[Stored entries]
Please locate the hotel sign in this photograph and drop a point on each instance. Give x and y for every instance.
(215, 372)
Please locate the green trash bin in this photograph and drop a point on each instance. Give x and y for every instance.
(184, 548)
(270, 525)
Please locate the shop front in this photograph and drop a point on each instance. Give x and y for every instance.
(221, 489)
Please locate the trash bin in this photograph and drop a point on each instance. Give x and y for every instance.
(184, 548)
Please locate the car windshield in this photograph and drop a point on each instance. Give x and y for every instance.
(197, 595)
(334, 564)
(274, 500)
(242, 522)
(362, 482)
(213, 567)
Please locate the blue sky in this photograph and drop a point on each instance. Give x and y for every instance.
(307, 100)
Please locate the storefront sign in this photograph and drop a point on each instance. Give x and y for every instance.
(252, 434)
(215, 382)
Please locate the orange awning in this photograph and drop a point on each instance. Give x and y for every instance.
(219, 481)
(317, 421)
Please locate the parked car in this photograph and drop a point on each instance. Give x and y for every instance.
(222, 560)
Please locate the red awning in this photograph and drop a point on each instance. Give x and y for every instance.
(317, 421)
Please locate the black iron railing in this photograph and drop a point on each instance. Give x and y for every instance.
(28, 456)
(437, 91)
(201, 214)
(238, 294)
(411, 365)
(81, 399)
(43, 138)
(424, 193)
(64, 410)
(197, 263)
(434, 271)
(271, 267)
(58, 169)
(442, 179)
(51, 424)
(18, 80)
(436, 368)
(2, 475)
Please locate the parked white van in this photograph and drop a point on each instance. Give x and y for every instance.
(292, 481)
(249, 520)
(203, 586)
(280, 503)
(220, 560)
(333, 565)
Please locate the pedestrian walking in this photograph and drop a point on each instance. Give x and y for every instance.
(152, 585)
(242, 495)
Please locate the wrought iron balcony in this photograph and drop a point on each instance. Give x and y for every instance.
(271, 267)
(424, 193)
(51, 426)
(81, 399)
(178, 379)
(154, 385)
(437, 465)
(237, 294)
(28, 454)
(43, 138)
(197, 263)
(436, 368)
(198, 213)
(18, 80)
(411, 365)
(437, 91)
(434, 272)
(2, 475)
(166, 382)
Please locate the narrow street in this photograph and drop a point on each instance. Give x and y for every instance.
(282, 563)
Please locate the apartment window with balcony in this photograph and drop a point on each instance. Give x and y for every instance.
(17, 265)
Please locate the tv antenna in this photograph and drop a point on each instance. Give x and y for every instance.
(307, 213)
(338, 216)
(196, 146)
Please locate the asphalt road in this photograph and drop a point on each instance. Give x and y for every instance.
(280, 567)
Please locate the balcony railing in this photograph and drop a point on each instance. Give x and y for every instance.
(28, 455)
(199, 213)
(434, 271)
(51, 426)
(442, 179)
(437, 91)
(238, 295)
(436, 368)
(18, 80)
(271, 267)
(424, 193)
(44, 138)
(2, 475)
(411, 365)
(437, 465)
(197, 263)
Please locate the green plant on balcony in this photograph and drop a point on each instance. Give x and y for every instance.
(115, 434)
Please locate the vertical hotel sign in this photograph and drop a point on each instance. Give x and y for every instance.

Task brief: Retype all of the material, keeping each line exact.

Task output:
Please locate the hotel sign in this photograph and drop a point on each instance. Give x and y for every instance.
(215, 372)
Please locate the green trash bin in this photograph and drop a point on each instance. Give x and y for every instance.
(184, 548)
(270, 525)
Please locate the shop front in this photograph and drop a point on each instance. Give x and y for every instance.
(221, 489)
Please locate the trash bin in this photograph and drop a point on each instance. Give x and y for every instance.
(184, 548)
Please locate the car windshield in this photograph and drop a point on each instance. Give x and y for every instance.
(197, 595)
(334, 564)
(274, 500)
(242, 522)
(362, 482)
(213, 567)
Please locate the blue sky in this photograph and drop a point on each instance. Give x and y for every instance.
(307, 100)
Please locate the storefront sign in this photograph and drop a point on each instance. Give x and y for every instance.
(252, 434)
(215, 382)
Please locate the orange awning in this photograph and drop a point on each instance. Give x and y for every instance.
(219, 481)
(317, 421)
Please locate the parked car in this photograph and drop a point on each instance. Give x and y for every instance.
(222, 560)
Please locate the red awning in this photograph and drop a point on each instance. Give x and y for every instance.
(317, 421)
Please locate the black iron railing in this photograph and drop a point on each instance. Give x and y for every instance.
(28, 456)
(437, 91)
(201, 214)
(238, 294)
(411, 365)
(81, 399)
(43, 138)
(424, 193)
(64, 410)
(197, 263)
(434, 271)
(271, 267)
(58, 169)
(442, 179)
(51, 424)
(18, 80)
(436, 368)
(2, 475)
Please locate the parked white van in this photograph and drop a point on each instance. Give x and y for every instance.
(292, 481)
(249, 520)
(203, 586)
(280, 503)
(220, 560)
(333, 565)
Please locate the pedestrian walking in this photograph and drop a point on each instance. Give x and y for every instance.
(152, 585)
(242, 495)
Please locate the wrought iron balcony in this photograph and drop a point on each instance. Give x and y for every instance.
(271, 267)
(424, 193)
(51, 426)
(81, 399)
(178, 379)
(154, 385)
(437, 465)
(237, 294)
(28, 454)
(43, 138)
(197, 263)
(436, 368)
(198, 213)
(18, 80)
(411, 365)
(437, 91)
(434, 272)
(2, 475)
(166, 382)
Please locate the narrow street in this photograph and drop a point on each instance. Give x and y for every instance.
(282, 563)
Please locate the apartment window with balcony in this photograph and drop a point on each instance. Give x and y for every instance.
(17, 265)
Please locate the tv antenna in this photograph and drop a point on each instance. Give x and y for every instance.
(307, 213)
(338, 216)
(196, 146)
Please locate the asphalt road in this photograph and drop a point on each instance. Give x and y for every instance.
(280, 567)
Please locate the balcony railing in this photograph and drop a point on each instance. Give x and y for every instance.
(28, 455)
(199, 213)
(434, 271)
(51, 426)
(442, 179)
(437, 91)
(238, 295)
(436, 368)
(18, 80)
(271, 267)
(424, 193)
(44, 138)
(2, 475)
(411, 365)
(437, 465)
(197, 263)
Please locate the green plant on balcony in this photograph and drop a point on each instance. Give x and y for every instance.
(115, 434)
Please locate the vertical hotel sign in this photograph and drop a point on each instance. Give x and y for every instance.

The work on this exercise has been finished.